### Given task 1
According to the album review, to what date was the release of "The Lady Killer" moved up?

### Passage shown
◇ ◇ ◇ ◇ ◇ ◇ ◇

To many, his name is not important. The important thing about Cee Lo Green is his production of “F*ck You,” the single that swept college campuses and other repositories for dirty language earlier this fall. Besides killing radio for me forever (“Forget you?” For real?), the single also generated some substantial interest in the upcoming album offering by Green. The album, which was moved up to Nov. 9 to take advantage of this early spurt of publicity, is called “The Lady Killer.” For me, the flippancy, the fun and the sheer dance-ability of “F*ck You” were enough to justify picking up a copy of “The Lady Killer.” In the following paragraphs, I hope to give you an idea of what I found within.

Many of you are no doubt asking: What does Cee Lo do in this album? I answer: he does what he wants. From the hilariously bad-ass introduction to the expansive rhythms of “Bright Lights Bigger City” to the angry and abrupt “Love Gun” to the upbeat “It’s OK,” Green delivers a diverse album full of a sound that takes the retro feeling of his single to a new level. The use of back-up singers in most of the songs makes the whole album seem to take you back to a kinder, simpler time when someone could walk down the street singing and people would jump out and sing along. This is what I assume the past was like.

This album has soul and ,judging from the content, it’s a soul in serious danger of eternal damnation. “Bodies,” for example, is the second track I’ve heard from Cee Lo to reference necrophilia (the first being “Necromancer” by Gnarls Barkley). I love the man’s music but I probably would not let him near my loved ones. Green’s spontaneity spices up the album, and he indulges himself—and us—quite a bit. With collaborations with Lauren Bennett and Phillip Bailey and a whole host of musicians to back him up in his endeavors, Cee Lo really makes the album an extension of the persona of “The Lady Killer,” which he has created for himself.

Despite this creativity, Green does not appear to consider himself above the rules in making his music. I certainly wouldn’t characterize the album as lawless. The tracks flow together nicely, with a good distribution of the most fun songs to dance to (in my opinion, you’ll find those on tracks two, three, seven and eleven) and the vast majority of the album’s songs can be at least grooved to (to groove to a song is here defined at minimum as rhythmic head and neck movement). For those songs that are less upbeat, they have enough going on that you don’t find yourself waiting for them to end, which is what I look for most in a song. At 14 tracks, the album is too long before you want it to be, and I find myself immediately starting it back at the beginning. What else would I listen to?

I was a fan of Green’s when he was part of Gnarls Barkley and I like this solo venture as well. Cee Lo Green creates an album which is at turns optimistic, soulful, creepy and absurdly fun. When it comes to me (and, no doubt, to the ladies), he has a license to kill.

◇ ◇ ◇ ◇ ◇ ◇ ◇

### Given task 2
Output the lines of the entries as a JSON list of strings, one string per line and no blank lines. Start at the line that contains "If you could locate the river in" and go through the end of the entries, with both ends included.

### Provided material
◇ ◇ ◇ ◇ ◇ ◇ ◇

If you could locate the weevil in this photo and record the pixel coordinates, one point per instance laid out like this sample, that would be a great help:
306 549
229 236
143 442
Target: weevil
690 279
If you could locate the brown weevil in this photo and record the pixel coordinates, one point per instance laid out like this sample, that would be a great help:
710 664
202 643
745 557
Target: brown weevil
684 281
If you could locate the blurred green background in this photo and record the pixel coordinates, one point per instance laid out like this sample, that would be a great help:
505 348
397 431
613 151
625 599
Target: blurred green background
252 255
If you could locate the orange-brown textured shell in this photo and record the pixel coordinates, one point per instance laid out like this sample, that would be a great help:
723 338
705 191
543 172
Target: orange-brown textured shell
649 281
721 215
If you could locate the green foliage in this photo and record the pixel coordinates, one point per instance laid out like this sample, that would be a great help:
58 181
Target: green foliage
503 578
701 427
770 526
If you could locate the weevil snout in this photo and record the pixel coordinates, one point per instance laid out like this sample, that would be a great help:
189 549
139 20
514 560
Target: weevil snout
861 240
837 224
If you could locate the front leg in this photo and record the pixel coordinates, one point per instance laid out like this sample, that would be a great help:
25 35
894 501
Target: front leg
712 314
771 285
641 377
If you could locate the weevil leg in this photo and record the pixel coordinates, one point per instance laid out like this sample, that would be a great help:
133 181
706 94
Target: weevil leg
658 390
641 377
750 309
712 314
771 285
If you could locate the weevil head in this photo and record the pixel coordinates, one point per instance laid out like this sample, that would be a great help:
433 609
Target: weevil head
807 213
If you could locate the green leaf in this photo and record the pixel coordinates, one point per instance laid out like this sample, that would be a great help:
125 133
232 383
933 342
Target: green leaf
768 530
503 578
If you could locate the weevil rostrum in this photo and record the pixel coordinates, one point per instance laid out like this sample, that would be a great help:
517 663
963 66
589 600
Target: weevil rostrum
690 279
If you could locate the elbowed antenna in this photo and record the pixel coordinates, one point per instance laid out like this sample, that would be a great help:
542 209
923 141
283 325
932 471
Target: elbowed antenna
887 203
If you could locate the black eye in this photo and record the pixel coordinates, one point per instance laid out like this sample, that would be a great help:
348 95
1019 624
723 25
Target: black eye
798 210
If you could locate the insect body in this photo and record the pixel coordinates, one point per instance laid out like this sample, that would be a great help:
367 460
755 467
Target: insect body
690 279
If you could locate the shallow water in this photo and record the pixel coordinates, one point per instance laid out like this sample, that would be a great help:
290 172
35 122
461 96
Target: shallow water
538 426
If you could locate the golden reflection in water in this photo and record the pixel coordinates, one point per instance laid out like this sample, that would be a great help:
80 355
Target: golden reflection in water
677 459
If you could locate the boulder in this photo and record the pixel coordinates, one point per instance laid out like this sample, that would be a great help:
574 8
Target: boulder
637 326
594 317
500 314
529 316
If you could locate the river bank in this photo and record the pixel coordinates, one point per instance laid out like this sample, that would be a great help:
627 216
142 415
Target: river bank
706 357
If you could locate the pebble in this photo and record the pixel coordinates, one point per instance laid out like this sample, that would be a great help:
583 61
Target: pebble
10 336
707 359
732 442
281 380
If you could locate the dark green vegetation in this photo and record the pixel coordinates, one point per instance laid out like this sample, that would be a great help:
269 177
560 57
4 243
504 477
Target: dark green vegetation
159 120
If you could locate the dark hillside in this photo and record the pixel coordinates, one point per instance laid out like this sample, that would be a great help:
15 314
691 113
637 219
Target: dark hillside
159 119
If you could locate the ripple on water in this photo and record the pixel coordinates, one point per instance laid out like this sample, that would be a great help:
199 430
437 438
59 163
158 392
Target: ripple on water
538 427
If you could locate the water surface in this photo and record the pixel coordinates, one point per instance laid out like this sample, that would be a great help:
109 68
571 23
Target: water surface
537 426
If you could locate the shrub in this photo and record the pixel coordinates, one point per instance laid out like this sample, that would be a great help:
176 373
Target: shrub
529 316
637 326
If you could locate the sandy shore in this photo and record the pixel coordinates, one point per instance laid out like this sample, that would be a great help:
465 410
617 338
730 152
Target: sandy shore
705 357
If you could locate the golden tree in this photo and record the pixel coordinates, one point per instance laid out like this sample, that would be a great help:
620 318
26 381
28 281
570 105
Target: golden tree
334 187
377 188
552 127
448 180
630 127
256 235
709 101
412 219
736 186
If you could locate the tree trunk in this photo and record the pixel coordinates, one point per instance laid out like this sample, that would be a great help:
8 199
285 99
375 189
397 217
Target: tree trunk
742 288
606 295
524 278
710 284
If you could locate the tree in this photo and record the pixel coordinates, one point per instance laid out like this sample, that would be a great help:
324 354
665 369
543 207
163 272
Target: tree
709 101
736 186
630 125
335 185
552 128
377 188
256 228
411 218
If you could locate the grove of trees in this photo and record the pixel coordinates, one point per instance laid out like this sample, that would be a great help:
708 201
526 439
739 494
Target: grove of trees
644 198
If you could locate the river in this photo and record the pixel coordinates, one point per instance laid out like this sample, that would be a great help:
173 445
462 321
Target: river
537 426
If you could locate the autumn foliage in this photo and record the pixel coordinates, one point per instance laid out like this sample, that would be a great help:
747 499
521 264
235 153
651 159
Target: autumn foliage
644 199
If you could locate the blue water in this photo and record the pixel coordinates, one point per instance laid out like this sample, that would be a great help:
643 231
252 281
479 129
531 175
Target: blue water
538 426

◇ ◇ ◇ ◇ ◇ ◇ ◇

### Written answer 1
Nov. 9

### Written answer 2
[
  "If you could locate the river in this photo and record the pixel coordinates, one point per instance laid out like this sample, that would be a great help:",
  "173 445",
  "462 321",
  "Target: river",
  "537 426",
  "If you could locate the autumn foliage in this photo and record the pixel coordinates, one point per instance laid out like this sample, that would be a great help:",
  "747 499",
  "521 264",
  "235 153",
  "651 159",
  "Target: autumn foliage",
  "644 199",
  "If you could locate the blue water in this photo and record the pixel coordinates, one point per instance laid out like this sample, that would be a great help:",
  "643 231",
  "252 281",
  "479 129",
  "531 175",
  "Target: blue water",
  "538 426"
]